> Written request
Reproduce everything from the line containing "# Mark the region of the green" down to the end of the data, requests included, rescaling each polygon corner coordinate in the answers by 2.1 and rounding it to a whole number, with halves going up. Copy all other text without changes.

==========

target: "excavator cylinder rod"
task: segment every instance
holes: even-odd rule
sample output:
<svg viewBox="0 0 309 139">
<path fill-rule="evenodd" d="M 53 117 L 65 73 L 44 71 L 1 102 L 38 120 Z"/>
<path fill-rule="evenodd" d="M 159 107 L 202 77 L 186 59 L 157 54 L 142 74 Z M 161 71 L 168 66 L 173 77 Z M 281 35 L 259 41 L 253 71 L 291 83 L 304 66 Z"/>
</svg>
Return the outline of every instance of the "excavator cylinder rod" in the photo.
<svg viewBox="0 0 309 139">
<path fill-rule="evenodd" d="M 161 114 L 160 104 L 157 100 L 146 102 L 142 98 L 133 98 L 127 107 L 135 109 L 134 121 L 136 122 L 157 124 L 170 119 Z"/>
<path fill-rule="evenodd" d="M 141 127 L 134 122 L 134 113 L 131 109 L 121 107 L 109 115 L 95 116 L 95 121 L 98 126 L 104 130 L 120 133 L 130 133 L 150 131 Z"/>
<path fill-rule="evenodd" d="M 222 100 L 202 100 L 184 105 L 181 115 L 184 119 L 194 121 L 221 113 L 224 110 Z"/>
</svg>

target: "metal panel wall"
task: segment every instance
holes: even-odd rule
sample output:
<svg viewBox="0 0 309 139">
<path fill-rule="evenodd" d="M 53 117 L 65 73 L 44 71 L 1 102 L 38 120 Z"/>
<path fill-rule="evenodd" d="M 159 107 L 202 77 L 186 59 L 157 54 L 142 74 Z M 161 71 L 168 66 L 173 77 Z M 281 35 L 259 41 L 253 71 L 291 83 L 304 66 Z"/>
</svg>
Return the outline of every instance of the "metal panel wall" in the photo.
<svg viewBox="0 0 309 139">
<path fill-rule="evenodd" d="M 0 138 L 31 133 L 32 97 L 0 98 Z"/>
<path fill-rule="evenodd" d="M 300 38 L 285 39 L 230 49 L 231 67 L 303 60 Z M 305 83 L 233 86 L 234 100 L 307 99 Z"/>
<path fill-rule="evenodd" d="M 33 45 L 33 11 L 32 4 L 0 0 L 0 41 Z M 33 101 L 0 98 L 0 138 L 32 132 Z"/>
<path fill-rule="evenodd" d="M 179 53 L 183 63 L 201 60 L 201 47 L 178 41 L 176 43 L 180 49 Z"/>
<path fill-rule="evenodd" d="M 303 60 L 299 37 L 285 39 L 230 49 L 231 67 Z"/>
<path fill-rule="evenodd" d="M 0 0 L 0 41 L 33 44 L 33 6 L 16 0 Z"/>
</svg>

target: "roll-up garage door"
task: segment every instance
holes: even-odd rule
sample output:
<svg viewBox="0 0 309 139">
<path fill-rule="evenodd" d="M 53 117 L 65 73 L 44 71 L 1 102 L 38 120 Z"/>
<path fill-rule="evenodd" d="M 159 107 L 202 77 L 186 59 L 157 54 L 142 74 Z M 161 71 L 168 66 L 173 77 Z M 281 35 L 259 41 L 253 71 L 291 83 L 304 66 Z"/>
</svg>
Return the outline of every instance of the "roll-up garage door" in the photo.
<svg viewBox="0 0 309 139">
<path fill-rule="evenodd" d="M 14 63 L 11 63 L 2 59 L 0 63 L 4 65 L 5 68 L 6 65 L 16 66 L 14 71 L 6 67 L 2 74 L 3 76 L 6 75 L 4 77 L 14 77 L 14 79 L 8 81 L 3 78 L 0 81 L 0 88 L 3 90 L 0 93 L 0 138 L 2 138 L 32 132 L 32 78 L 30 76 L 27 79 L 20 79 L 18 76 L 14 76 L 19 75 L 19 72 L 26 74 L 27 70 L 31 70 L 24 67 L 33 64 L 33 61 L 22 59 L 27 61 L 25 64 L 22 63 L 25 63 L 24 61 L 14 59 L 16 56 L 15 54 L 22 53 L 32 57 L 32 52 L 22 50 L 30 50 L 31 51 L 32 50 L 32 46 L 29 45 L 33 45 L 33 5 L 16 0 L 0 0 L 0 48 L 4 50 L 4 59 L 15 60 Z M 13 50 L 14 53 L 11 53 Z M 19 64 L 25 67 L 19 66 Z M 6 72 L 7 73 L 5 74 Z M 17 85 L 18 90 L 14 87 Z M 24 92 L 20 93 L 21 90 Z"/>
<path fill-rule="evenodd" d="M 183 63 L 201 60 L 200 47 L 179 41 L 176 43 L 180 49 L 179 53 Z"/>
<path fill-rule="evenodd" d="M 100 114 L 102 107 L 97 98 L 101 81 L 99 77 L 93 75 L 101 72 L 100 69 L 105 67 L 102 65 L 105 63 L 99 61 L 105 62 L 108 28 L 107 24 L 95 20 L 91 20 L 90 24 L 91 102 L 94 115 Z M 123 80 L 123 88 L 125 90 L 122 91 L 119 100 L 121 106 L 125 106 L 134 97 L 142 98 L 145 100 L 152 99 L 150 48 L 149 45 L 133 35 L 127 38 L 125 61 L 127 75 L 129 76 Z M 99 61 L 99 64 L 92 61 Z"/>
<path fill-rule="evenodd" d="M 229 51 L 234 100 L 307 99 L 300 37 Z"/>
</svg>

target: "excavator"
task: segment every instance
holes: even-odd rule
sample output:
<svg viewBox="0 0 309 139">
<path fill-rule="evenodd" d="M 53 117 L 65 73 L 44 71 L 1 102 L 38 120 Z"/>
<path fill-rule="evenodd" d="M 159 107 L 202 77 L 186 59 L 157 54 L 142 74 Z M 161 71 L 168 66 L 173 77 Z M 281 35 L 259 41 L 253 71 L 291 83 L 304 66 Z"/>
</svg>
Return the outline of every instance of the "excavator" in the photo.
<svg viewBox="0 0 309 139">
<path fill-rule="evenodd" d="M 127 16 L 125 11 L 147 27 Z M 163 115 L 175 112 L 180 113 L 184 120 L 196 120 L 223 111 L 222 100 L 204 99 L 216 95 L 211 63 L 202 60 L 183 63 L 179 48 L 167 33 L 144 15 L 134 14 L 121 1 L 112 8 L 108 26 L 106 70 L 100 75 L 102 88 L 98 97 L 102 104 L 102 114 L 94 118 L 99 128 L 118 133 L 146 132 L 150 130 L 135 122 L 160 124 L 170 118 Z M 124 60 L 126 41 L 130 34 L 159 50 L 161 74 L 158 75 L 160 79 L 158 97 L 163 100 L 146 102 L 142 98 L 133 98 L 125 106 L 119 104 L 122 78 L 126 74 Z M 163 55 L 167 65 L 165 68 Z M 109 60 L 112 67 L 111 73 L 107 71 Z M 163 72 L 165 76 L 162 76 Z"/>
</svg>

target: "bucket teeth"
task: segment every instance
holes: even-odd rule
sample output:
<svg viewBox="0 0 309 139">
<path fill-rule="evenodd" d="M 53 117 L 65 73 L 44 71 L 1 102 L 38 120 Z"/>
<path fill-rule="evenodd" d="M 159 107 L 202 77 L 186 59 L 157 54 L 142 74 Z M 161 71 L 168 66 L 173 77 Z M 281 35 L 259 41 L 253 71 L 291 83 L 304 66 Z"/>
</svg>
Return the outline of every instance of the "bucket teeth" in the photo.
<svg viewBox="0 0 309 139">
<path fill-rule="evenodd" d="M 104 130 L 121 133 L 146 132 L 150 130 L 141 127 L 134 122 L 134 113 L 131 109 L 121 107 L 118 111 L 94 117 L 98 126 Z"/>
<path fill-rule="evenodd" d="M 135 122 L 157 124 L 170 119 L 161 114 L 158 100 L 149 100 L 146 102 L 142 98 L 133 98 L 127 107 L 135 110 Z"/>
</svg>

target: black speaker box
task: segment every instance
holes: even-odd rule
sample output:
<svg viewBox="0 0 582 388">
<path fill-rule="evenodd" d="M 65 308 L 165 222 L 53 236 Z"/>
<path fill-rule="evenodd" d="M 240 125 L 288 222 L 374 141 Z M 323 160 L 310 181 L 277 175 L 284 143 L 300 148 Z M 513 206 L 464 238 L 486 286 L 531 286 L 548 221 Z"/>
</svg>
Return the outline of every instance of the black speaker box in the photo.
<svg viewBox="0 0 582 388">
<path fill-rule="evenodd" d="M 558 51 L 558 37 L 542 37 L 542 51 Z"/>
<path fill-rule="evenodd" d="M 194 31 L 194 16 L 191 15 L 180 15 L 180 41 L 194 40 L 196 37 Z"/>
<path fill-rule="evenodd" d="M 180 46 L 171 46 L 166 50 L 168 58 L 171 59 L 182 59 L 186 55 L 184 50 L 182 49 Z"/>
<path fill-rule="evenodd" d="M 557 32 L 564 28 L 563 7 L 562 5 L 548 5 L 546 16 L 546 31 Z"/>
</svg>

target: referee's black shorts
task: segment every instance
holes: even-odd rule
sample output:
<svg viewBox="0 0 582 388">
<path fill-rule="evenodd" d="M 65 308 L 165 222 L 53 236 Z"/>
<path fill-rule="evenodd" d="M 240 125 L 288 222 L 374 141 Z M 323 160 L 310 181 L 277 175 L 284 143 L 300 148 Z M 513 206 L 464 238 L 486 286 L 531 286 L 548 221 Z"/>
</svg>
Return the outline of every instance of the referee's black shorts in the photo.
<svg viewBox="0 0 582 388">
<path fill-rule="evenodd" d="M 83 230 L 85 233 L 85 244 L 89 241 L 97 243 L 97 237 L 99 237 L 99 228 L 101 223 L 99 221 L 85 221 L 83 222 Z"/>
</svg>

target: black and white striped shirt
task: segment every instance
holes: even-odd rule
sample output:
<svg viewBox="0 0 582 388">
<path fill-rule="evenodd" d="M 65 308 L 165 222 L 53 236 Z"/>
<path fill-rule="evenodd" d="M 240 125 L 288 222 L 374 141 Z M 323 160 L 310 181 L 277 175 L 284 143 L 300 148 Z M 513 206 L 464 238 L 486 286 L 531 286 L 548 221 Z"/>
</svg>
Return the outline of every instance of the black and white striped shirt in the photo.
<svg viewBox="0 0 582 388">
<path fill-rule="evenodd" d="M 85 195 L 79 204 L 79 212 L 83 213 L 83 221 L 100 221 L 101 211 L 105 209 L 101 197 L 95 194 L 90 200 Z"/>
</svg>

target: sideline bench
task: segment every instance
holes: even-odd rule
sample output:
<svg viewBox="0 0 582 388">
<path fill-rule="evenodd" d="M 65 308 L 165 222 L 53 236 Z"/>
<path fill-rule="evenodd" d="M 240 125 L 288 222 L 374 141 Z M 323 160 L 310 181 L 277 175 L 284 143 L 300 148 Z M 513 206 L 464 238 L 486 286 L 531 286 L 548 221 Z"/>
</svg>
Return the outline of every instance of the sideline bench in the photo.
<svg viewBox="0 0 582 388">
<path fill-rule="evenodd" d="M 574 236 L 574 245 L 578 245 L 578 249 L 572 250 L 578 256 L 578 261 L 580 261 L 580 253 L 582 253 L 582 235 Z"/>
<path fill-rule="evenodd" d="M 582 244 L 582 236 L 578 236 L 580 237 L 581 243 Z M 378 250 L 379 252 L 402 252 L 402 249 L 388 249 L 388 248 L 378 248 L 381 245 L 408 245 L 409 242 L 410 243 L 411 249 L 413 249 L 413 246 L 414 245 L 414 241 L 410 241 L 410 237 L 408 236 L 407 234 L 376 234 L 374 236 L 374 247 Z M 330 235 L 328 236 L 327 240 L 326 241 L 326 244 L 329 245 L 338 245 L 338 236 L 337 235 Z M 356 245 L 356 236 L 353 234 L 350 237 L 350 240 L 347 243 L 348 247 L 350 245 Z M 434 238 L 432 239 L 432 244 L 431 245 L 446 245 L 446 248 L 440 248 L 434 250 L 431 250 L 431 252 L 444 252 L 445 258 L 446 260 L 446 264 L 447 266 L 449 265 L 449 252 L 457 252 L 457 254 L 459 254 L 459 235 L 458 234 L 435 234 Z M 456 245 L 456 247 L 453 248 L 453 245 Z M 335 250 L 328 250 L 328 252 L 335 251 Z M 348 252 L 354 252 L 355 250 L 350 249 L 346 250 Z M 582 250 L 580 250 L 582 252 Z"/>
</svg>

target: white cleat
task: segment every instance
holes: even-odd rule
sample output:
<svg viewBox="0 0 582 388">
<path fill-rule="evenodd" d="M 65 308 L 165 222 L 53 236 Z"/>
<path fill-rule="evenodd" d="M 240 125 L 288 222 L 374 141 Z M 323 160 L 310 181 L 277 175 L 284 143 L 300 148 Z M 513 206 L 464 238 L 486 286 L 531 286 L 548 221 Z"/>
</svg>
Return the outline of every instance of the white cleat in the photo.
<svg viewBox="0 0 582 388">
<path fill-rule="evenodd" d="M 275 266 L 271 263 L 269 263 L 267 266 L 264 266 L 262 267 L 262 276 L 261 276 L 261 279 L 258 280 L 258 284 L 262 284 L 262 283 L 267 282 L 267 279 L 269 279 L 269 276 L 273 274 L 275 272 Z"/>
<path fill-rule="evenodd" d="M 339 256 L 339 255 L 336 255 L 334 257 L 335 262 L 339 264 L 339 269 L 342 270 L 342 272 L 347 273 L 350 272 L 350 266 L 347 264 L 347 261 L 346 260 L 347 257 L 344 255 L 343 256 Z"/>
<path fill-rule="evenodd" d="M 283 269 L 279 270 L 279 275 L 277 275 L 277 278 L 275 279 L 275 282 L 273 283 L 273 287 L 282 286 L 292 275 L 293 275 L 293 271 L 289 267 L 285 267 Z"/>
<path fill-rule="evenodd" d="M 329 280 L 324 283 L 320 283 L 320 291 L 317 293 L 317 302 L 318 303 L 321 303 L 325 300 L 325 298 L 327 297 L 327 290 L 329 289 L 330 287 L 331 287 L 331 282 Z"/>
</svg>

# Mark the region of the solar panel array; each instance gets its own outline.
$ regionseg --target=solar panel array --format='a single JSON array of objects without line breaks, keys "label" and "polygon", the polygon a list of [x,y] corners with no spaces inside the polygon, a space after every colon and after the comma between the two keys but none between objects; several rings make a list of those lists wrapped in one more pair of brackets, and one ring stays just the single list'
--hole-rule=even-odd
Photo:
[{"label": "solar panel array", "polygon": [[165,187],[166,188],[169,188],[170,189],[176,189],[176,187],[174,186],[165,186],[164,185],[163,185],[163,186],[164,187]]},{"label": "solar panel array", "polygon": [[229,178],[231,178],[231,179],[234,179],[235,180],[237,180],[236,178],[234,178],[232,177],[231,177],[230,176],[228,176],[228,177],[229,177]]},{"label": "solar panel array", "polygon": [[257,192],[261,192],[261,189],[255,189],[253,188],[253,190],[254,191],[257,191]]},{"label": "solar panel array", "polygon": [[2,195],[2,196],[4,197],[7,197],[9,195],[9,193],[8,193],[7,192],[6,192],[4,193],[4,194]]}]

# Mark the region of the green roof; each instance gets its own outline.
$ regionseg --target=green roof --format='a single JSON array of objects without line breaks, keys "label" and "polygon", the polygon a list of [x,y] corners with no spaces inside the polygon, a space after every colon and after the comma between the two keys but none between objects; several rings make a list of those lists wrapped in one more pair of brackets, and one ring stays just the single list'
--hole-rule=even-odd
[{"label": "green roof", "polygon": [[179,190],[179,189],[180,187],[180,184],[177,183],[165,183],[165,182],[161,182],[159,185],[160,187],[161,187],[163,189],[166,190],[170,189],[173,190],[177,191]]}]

==========

> Exercise answer
# Mark the region of the green roof; each instance gets its own outline.
$ regionseg --target=green roof --format='a single JSON array of objects without line breaks, keys "label" and "polygon", the polygon a list of [x,y] corners with no spaces inside the polygon, a space after every colon and after the comma between the two keys but none between objects; several rings make a list of those lists wrapped in one more pair of brackets, and one ring stays just the single list'
--hole-rule=even-odd
[{"label": "green roof", "polygon": [[376,399],[376,397],[378,393],[378,386],[372,384],[347,384],[347,382],[338,382],[334,389],[336,393],[338,393],[342,397],[349,399],[357,397],[363,399],[372,401]]}]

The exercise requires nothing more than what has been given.